____ Data for this task
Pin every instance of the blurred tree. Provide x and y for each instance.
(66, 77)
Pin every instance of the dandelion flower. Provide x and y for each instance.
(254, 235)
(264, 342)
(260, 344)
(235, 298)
________
For this exercise, please copy exactly the lines from the one holding "Pin every instance of the dandelion" through the end of the records, the first and last included.

Pin every instance of the dandelion flower. Provide x and y for each instance.
(254, 235)
(264, 342)
(260, 344)
(235, 298)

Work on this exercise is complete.